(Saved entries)
= Beginning of Section =
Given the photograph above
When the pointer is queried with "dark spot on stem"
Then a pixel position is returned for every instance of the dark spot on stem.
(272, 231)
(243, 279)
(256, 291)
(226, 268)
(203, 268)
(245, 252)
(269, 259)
= End of Section =
_WHAT THIS TASK INVOLVES_
Make an exact copy of every record listed above.

_COMPLETED EXERCISE_
Given the photograph above
When the pointer is queried with "dark spot on stem"
Then a pixel position is returned for every instance of the dark spot on stem.
(272, 231)
(243, 279)
(256, 291)
(226, 268)
(203, 268)
(245, 252)
(269, 259)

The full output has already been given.